Objectives →
**1.** In the passage on the Zimmerman verdict, which parable did the writer wonder whether pastors following the lectionary would preach with fresh insight?
**2.** Please repeat the part of the passage on the Zimmerman verdict starting with "As Saturday night" and going on through "reflect and pray?".
**3.** Turn the paragraph of the passage on the Zimmerman verdict that opens with "Regardless of where you stand" into a short list that keeps its main facts.

As Saturday night bled into Sunday morning, I wondered whether pastors and congregations would pause to address the landmark decision or act as if nothing had happened and simply “praise the Lord” in their worship services. Would churches interrupt their regularly scheduled programming to weigh in on the breaking news?

I wondered whether or not pastors would forgo some sleep to edit or completely rewrite their sermons? For those following the lectionary, I wondered if pastors would preach the parable on the Good Samaritan (Luke 10:25-37) with fresh insight? The court of public opinion was in session, but would the church take time to talk and reflect and pray?

Honesty Without Pretense
I am haunted by the candid words of a pastor at a clergy retreat who remarked “There’s more honesty in an AA meeting then there is a typical Sunday morning worship service”. Honest conversation, devoid of Christianese and predictable ritual responses, can be the norm—if we choose it as a priority in our churches.

Regardless of where you stand with the verdict in the Zimmerman trial, there is an opportunity for a larger conversation. A young man was killed. Another man’s life is marred forever. We need to talk about our national perceptions about the issues dredged up by this court case: the role of race in matters of morality, justice, sanctity of life, power, privilege, and self-defense to name a few.

Dataset records about object locations →
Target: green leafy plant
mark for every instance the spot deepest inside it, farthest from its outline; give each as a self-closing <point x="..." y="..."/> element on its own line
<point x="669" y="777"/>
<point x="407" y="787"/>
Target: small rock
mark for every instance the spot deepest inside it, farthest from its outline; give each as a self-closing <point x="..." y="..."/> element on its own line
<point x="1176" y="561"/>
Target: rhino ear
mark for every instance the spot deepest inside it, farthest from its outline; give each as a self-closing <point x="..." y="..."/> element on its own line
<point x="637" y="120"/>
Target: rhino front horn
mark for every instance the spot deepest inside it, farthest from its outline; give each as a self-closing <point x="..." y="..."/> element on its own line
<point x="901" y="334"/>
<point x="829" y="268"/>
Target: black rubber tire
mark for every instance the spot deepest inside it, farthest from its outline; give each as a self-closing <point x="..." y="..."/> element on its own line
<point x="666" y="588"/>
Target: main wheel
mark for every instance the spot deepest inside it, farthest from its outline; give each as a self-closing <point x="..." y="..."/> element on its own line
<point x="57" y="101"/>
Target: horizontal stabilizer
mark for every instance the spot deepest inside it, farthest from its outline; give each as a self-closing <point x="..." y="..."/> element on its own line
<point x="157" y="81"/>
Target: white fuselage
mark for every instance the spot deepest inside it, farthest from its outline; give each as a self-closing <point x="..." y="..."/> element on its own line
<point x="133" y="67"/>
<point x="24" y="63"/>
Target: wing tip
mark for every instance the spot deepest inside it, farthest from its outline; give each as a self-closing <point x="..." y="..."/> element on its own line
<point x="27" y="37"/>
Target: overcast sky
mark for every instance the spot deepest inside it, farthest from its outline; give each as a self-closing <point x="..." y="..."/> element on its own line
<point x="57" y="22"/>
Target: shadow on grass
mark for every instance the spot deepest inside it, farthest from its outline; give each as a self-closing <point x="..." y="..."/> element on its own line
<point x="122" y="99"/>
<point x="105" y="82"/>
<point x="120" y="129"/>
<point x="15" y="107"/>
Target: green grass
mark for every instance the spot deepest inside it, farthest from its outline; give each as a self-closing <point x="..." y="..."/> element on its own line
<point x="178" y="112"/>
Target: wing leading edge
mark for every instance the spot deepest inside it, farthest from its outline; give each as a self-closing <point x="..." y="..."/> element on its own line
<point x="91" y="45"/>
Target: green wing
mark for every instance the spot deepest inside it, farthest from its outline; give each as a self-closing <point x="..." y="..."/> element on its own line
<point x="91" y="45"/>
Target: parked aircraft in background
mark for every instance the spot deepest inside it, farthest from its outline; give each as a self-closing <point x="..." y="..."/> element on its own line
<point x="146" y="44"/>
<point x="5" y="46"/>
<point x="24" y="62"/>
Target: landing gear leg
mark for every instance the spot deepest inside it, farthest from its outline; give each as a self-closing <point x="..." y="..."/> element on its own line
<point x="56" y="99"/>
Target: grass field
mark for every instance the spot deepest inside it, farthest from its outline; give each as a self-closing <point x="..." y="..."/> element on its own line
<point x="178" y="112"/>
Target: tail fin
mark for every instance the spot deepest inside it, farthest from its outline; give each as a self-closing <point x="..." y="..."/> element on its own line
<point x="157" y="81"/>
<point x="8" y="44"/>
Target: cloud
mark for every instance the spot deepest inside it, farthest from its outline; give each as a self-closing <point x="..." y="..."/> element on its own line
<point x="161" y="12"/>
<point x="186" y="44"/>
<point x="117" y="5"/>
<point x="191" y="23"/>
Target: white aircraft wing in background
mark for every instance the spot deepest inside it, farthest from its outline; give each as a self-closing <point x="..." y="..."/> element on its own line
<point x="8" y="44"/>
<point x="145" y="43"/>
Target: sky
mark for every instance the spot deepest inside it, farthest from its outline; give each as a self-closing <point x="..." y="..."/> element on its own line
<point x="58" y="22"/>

Final results →
**1.** The parable of the Good Samaritan (Luke 10:25-37).

**2.**
As Saturday night bled into Sunday morning, I wondered whether pastors and congregations would pause to address the landmark decision or act as if nothing had happened and simply “praise the Lord” in their worship services. Would churches interrupt their regularly scheduled programming to weigh in on the breaking news?

I wondered whether or not pastors would forgo some sleep to edit or completely rewrite their sermons? For those following the lectionary, I wondered if pastors would preach the parable on the Good Samaritan (Luke 10:25-37) with fresh insight? The court of public opinion was in session, but would the church take time to talk and reflect and pray?

**3.**
- The Zimmerman verdict opens the way to a larger conversation, whatever one's view of it.
- A young man was killed, and another man's life is marred forever.
- National perceptions of the issues the case raised need discussion, including race in matters of morality, justice, sanctity of life, power, privilege and self-defense.